▸ Work task: Repeat exactly the lines that begin at the one containing "of the mottled" and end at the final line of the records; include no pictures and nothing else.

▸ Material to process:
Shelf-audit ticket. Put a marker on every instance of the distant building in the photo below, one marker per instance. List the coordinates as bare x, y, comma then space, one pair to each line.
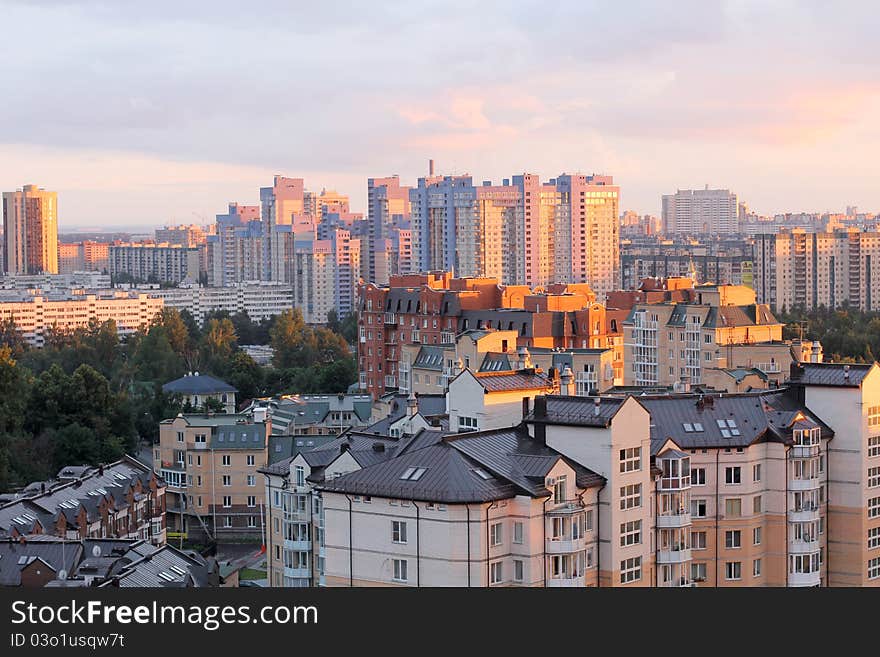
30, 231
700, 212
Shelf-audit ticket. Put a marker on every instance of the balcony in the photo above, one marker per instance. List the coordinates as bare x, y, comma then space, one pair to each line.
800, 546
805, 514
565, 546
812, 483
673, 520
565, 582
805, 579
673, 556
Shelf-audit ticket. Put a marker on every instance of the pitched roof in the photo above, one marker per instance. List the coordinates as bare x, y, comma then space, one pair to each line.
518, 380
580, 411
197, 384
831, 374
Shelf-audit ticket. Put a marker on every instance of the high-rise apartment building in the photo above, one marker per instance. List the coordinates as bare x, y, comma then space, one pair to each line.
795, 268
700, 211
30, 229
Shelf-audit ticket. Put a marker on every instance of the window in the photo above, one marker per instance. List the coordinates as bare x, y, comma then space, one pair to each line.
630, 570
631, 459
733, 475
630, 533
630, 496
559, 492
413, 474
733, 570
496, 572
495, 534
733, 539
874, 568
398, 531
399, 566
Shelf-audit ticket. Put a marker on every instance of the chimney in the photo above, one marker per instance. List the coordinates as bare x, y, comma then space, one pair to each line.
566, 379
540, 406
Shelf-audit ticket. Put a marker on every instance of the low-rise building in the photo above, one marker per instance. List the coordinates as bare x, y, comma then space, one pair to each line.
210, 463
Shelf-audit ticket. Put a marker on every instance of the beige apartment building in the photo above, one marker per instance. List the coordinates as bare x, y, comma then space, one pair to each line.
30, 231
210, 464
34, 314
722, 327
796, 268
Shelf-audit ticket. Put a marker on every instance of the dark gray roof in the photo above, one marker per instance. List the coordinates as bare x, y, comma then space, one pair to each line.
755, 417
514, 464
831, 374
201, 384
239, 436
57, 554
429, 358
579, 411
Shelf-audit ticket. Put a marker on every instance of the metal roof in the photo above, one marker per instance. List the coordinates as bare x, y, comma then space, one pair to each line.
197, 384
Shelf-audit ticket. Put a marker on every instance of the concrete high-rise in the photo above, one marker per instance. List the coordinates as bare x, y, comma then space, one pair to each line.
700, 211
30, 226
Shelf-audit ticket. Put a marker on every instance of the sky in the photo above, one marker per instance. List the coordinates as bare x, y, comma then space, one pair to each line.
147, 113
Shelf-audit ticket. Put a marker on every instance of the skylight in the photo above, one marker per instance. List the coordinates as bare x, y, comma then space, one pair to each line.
413, 474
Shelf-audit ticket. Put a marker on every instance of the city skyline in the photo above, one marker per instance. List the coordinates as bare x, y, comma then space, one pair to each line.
660, 100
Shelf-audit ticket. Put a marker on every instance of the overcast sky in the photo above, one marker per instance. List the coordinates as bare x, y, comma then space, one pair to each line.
143, 113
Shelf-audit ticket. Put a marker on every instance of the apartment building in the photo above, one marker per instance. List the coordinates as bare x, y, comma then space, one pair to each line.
83, 256
261, 300
724, 260
700, 212
123, 499
795, 268
717, 326
431, 309
30, 231
154, 262
210, 463
35, 314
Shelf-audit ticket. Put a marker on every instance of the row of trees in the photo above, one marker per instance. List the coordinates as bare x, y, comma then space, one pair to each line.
847, 334
87, 396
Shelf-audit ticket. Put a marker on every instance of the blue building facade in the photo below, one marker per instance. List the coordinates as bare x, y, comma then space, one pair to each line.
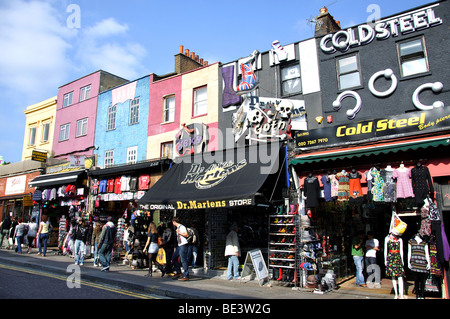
122, 124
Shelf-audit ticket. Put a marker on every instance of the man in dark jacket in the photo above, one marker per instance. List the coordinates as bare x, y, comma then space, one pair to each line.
106, 244
4, 231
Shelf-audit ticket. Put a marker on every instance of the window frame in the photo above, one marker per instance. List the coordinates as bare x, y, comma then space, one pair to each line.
410, 57
68, 94
111, 118
84, 123
134, 111
43, 126
130, 150
165, 145
357, 70
66, 130
282, 81
32, 135
195, 102
85, 93
109, 158
168, 110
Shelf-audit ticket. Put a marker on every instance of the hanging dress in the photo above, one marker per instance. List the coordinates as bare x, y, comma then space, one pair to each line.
312, 191
389, 185
404, 187
334, 185
394, 264
421, 183
326, 188
355, 189
418, 259
344, 186
377, 185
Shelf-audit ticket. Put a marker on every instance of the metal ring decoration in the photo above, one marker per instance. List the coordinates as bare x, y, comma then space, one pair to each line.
352, 112
388, 74
436, 87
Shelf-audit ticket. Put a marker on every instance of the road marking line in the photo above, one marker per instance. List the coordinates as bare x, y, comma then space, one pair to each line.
83, 282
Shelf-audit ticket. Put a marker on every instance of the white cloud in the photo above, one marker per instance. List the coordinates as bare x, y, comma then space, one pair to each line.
106, 46
34, 47
106, 27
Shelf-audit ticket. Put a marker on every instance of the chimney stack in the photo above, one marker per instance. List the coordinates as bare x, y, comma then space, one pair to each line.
325, 23
187, 61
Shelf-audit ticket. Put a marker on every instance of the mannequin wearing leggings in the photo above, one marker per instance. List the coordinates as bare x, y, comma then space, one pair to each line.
419, 263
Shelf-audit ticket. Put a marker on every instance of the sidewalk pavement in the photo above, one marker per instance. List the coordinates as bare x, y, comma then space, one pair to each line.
212, 285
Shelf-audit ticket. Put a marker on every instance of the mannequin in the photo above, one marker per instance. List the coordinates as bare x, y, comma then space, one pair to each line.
311, 191
389, 187
422, 183
377, 182
419, 263
404, 186
393, 260
326, 182
355, 184
334, 185
344, 185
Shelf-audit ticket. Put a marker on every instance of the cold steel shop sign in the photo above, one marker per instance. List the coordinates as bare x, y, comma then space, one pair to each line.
410, 124
224, 178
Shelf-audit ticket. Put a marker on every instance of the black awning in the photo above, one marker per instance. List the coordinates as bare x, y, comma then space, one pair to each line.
128, 168
224, 178
56, 179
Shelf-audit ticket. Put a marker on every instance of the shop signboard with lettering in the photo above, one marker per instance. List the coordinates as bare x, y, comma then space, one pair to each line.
414, 123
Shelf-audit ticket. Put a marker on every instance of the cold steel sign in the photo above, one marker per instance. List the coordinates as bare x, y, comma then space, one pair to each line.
406, 23
411, 123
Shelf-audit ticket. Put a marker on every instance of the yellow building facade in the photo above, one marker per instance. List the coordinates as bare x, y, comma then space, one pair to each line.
39, 128
204, 79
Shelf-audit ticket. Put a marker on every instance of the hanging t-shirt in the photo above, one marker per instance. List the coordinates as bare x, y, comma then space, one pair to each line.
312, 191
118, 185
144, 181
421, 183
404, 186
110, 188
326, 182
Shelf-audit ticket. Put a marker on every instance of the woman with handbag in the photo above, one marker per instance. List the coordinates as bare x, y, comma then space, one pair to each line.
152, 245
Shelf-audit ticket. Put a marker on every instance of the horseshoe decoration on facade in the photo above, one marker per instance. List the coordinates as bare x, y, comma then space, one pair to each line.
436, 87
352, 112
388, 74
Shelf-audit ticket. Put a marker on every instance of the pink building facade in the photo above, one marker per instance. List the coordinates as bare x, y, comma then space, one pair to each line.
76, 112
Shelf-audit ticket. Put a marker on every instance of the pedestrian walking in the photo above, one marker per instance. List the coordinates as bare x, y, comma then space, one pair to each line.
106, 243
42, 235
152, 245
31, 236
20, 231
12, 230
233, 251
96, 241
81, 232
168, 244
183, 247
4, 231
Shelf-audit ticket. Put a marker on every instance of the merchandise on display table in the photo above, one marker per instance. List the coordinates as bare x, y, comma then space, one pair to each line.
282, 244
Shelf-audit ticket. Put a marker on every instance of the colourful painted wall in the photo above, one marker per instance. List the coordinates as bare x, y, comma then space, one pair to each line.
82, 145
37, 116
182, 87
124, 135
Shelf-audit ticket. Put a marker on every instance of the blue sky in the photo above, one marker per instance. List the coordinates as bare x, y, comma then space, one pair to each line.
45, 44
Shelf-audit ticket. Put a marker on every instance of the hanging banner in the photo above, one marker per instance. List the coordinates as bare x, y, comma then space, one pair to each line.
410, 123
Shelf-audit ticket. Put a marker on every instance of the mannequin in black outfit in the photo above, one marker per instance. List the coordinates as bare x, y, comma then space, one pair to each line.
311, 191
422, 183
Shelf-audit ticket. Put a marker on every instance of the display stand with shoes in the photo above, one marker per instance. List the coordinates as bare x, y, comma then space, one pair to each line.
282, 232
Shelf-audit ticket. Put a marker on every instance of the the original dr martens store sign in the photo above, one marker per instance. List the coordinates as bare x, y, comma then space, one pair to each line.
408, 124
226, 178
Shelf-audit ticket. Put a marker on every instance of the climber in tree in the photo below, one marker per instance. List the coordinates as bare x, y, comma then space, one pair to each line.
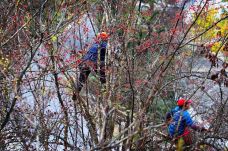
181, 121
89, 61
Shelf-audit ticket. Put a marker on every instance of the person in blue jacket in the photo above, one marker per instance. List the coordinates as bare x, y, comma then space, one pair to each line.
182, 121
89, 61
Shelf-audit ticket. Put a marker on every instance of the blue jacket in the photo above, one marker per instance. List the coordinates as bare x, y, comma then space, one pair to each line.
170, 114
185, 121
92, 54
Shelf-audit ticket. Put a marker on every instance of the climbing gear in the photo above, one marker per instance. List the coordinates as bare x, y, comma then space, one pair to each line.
102, 35
182, 102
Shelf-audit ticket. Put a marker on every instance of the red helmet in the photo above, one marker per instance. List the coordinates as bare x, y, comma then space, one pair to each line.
102, 35
181, 102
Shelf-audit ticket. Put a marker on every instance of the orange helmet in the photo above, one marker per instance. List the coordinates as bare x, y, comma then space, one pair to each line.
102, 35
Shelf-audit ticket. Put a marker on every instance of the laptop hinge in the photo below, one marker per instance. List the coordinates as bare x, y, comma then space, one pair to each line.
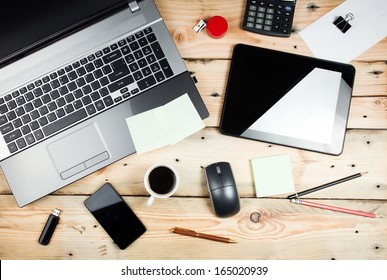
133, 5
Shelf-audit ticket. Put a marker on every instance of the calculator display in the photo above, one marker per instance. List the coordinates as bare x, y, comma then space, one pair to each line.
274, 18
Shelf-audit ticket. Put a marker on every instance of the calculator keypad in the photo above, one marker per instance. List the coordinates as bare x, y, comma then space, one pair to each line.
273, 18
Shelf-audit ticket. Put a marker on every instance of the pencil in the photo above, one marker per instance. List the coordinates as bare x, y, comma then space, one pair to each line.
326, 185
333, 208
193, 233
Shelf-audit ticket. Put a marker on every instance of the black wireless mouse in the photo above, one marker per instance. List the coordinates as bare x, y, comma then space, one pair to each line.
222, 189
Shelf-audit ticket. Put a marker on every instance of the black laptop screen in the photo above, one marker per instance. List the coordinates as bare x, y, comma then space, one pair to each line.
28, 24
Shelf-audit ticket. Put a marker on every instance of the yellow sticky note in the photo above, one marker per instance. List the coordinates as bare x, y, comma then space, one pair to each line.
272, 175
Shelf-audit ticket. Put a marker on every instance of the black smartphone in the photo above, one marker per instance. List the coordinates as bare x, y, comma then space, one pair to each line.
115, 216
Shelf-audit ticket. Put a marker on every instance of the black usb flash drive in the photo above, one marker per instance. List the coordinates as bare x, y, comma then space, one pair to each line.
49, 227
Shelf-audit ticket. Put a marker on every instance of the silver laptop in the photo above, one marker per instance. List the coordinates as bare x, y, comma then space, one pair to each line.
71, 72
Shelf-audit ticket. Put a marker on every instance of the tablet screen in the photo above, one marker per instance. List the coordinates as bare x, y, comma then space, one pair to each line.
287, 99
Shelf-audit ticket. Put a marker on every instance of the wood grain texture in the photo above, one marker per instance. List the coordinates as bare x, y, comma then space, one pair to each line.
284, 230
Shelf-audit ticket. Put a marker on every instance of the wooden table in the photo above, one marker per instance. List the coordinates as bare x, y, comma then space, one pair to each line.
284, 230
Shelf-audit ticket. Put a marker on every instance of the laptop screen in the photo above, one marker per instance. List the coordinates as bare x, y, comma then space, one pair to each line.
28, 24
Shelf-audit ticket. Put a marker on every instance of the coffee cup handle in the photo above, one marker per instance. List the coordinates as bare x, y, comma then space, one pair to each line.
150, 201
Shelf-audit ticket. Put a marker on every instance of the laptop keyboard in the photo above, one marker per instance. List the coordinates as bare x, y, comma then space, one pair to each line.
82, 89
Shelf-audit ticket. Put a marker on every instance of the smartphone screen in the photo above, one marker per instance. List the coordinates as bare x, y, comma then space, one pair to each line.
115, 216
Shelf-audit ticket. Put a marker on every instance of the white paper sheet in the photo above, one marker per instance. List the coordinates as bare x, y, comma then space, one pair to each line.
164, 125
307, 111
272, 175
369, 26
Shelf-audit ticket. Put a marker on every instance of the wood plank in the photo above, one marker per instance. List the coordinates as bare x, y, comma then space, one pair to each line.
364, 152
306, 233
191, 45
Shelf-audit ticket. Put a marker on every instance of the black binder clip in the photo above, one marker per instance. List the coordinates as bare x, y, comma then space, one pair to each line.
343, 23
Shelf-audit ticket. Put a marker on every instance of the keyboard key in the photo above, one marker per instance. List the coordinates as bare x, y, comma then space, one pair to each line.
83, 61
77, 104
72, 75
139, 34
86, 100
157, 50
28, 107
76, 64
89, 78
11, 115
95, 85
51, 117
69, 108
25, 129
34, 125
151, 38
159, 76
46, 88
95, 96
89, 67
37, 92
60, 112
166, 68
3, 109
12, 136
34, 115
54, 94
64, 122
147, 82
43, 121
26, 119
98, 63
111, 56
118, 64
21, 143
20, 111
12, 147
108, 101
63, 80
3, 120
121, 83
118, 74
91, 109
17, 123
81, 71
55, 84
134, 46
6, 128
99, 105
148, 30
38, 134
30, 139
72, 86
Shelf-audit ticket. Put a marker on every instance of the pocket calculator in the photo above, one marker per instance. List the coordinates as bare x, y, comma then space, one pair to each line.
274, 18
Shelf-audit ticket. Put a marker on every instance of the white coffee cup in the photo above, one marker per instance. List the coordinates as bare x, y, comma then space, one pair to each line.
161, 181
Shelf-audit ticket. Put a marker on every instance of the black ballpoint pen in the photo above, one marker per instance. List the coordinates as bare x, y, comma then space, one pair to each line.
296, 195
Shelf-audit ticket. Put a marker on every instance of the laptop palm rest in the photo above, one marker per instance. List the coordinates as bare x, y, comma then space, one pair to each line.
78, 151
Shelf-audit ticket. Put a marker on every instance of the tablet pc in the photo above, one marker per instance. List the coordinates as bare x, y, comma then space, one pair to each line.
287, 99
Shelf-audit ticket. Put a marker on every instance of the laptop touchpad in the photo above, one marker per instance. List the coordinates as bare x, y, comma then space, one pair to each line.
78, 151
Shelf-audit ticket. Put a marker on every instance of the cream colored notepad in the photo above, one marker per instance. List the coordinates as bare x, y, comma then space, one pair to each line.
272, 175
164, 125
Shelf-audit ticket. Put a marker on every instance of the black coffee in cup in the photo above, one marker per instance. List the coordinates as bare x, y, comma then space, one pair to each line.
162, 180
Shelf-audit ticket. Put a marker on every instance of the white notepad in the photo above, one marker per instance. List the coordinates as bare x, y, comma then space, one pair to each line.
164, 125
272, 175
368, 27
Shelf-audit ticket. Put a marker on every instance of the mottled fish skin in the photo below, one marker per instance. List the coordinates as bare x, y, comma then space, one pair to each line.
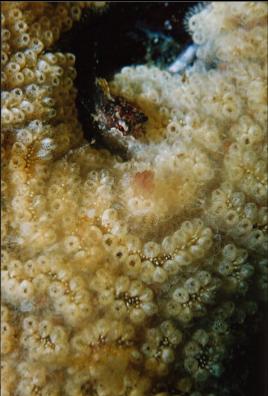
114, 114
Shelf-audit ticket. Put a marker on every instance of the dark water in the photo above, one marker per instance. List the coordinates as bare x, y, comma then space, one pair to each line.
134, 33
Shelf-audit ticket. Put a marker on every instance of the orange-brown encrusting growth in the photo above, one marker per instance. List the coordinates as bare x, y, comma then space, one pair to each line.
131, 278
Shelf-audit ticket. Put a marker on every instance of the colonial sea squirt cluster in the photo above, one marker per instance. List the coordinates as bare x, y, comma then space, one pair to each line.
132, 277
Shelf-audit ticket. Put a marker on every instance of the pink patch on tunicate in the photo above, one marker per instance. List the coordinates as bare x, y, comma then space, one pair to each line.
144, 182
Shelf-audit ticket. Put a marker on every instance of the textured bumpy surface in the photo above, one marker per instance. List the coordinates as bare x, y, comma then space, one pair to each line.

▸ Answer box:
Shelf-audit ticket. Put a marker on every instance of the mottled fish skin in the photo below, one marker per instance. List the coordinates as bare x, y, comma then space, one pair to each line.
114, 114
Shelf-audit ticket. Put a marker on every instance of the dark water in the photo above, one marker per instance. List the coordinates as bare x, y, comma then space, one pair to each line.
134, 33
Shelf-audit ticket. Put a marker on every instance of the orange-brown encrusting growth in the photo above, one marker per instance. List the coordinates as bare x, y, comma then space, one pair to each line.
131, 278
Shelf-audit ticket. Put a marker on every instance of the colonial sea squirt cluster in the photo above, one marker per instance. List the coordinates as bare x, y, comma then space, one pair to each line.
132, 277
Shelf-audit ticket. Put a marker on every instance of the pink patch on tunicate in the photo above, one marker per instance. List the coordinates as bare x, y, comma then space, one pair to each line.
144, 182
Shelf-audit ticket. Put a marker on every instance of the textured bumpy surface in the photo above, one marker per instance. List the coordinates as bare x, y, comma then space, one pair to each line.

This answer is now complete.